**ABOUT THIS EXERCISE**: Produce a perfect copy of the listing, matching each line.

**EXTRACTED RECORDS**:
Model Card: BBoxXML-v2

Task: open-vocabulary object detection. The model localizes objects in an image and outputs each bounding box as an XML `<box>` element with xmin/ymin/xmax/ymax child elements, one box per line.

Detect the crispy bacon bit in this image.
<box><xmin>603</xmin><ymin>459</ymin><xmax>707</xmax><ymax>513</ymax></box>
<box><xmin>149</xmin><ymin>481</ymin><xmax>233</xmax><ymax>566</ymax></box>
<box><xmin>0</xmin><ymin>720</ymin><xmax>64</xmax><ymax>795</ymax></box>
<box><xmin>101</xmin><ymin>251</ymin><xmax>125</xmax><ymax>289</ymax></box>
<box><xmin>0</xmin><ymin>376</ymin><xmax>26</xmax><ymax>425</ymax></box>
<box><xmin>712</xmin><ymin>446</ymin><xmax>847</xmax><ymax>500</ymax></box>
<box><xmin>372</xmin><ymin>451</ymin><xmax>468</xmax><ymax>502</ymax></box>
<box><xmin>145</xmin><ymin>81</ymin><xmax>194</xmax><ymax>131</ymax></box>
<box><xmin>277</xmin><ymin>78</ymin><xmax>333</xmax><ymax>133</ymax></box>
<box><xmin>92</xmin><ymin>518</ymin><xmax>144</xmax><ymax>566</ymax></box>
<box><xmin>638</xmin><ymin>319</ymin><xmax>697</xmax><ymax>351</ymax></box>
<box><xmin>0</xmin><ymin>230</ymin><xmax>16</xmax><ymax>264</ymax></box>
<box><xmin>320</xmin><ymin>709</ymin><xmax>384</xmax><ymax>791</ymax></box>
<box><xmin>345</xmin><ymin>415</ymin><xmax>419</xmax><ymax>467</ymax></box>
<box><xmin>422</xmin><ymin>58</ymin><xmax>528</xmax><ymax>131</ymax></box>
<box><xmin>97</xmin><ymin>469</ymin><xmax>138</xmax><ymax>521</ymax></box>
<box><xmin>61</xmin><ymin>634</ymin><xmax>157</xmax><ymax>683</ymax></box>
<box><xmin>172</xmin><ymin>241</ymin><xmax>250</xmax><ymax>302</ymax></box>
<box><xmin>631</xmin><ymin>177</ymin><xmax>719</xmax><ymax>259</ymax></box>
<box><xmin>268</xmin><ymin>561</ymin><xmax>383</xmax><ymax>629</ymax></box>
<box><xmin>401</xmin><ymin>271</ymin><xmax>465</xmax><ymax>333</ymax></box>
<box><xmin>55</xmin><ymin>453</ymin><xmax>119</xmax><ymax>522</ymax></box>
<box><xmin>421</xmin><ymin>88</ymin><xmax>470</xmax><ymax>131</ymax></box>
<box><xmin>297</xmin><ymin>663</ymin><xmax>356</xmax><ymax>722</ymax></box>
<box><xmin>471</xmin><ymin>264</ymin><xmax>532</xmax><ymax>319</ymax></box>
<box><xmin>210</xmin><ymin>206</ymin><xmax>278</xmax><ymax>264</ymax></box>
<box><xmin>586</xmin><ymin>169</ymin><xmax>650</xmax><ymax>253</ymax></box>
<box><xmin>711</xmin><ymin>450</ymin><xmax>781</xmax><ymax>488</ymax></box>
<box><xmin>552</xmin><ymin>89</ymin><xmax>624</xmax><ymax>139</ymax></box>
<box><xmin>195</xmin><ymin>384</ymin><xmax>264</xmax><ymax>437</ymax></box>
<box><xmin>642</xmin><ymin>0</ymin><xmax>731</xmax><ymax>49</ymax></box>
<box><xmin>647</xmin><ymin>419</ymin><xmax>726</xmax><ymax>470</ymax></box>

**RESPONSE AREA**:
Model Card: BBoxXML-v2

Task: open-vocabulary object detection. The model localizes objects in an image and outputs each bounding box as an XML `<box>` element with xmin/ymin/xmax/ymax child elements, one box per line.

Detect the crispy bacon bit in this image.
<box><xmin>603</xmin><ymin>459</ymin><xmax>707</xmax><ymax>513</ymax></box>
<box><xmin>149</xmin><ymin>481</ymin><xmax>233</xmax><ymax>566</ymax></box>
<box><xmin>0</xmin><ymin>720</ymin><xmax>64</xmax><ymax>795</ymax></box>
<box><xmin>101</xmin><ymin>251</ymin><xmax>125</xmax><ymax>289</ymax></box>
<box><xmin>0</xmin><ymin>376</ymin><xmax>26</xmax><ymax>425</ymax></box>
<box><xmin>712</xmin><ymin>446</ymin><xmax>847</xmax><ymax>500</ymax></box>
<box><xmin>372</xmin><ymin>451</ymin><xmax>468</xmax><ymax>502</ymax></box>
<box><xmin>145</xmin><ymin>81</ymin><xmax>194</xmax><ymax>131</ymax></box>
<box><xmin>277</xmin><ymin>78</ymin><xmax>333</xmax><ymax>133</ymax></box>
<box><xmin>92</xmin><ymin>518</ymin><xmax>144</xmax><ymax>566</ymax></box>
<box><xmin>638</xmin><ymin>319</ymin><xmax>697</xmax><ymax>351</ymax></box>
<box><xmin>0</xmin><ymin>230</ymin><xmax>16</xmax><ymax>264</ymax></box>
<box><xmin>320</xmin><ymin>709</ymin><xmax>384</xmax><ymax>791</ymax></box>
<box><xmin>345</xmin><ymin>415</ymin><xmax>419</xmax><ymax>467</ymax></box>
<box><xmin>422</xmin><ymin>58</ymin><xmax>528</xmax><ymax>131</ymax></box>
<box><xmin>97</xmin><ymin>469</ymin><xmax>138</xmax><ymax>521</ymax></box>
<box><xmin>61</xmin><ymin>634</ymin><xmax>157</xmax><ymax>683</ymax></box>
<box><xmin>172</xmin><ymin>241</ymin><xmax>250</xmax><ymax>302</ymax></box>
<box><xmin>631</xmin><ymin>177</ymin><xmax>719</xmax><ymax>259</ymax></box>
<box><xmin>268</xmin><ymin>561</ymin><xmax>383</xmax><ymax>629</ymax></box>
<box><xmin>401</xmin><ymin>271</ymin><xmax>465</xmax><ymax>333</ymax></box>
<box><xmin>55</xmin><ymin>453</ymin><xmax>119</xmax><ymax>522</ymax></box>
<box><xmin>421</xmin><ymin>88</ymin><xmax>470</xmax><ymax>131</ymax></box>
<box><xmin>297</xmin><ymin>663</ymin><xmax>356</xmax><ymax>722</ymax></box>
<box><xmin>471</xmin><ymin>264</ymin><xmax>532</xmax><ymax>319</ymax></box>
<box><xmin>210</xmin><ymin>206</ymin><xmax>278</xmax><ymax>264</ymax></box>
<box><xmin>586</xmin><ymin>169</ymin><xmax>650</xmax><ymax>253</ymax></box>
<box><xmin>711</xmin><ymin>450</ymin><xmax>781</xmax><ymax>488</ymax></box>
<box><xmin>552</xmin><ymin>89</ymin><xmax>624</xmax><ymax>139</ymax></box>
<box><xmin>195</xmin><ymin>384</ymin><xmax>264</xmax><ymax>437</ymax></box>
<box><xmin>642</xmin><ymin>0</ymin><xmax>731</xmax><ymax>49</ymax></box>
<box><xmin>647</xmin><ymin>419</ymin><xmax>726</xmax><ymax>470</ymax></box>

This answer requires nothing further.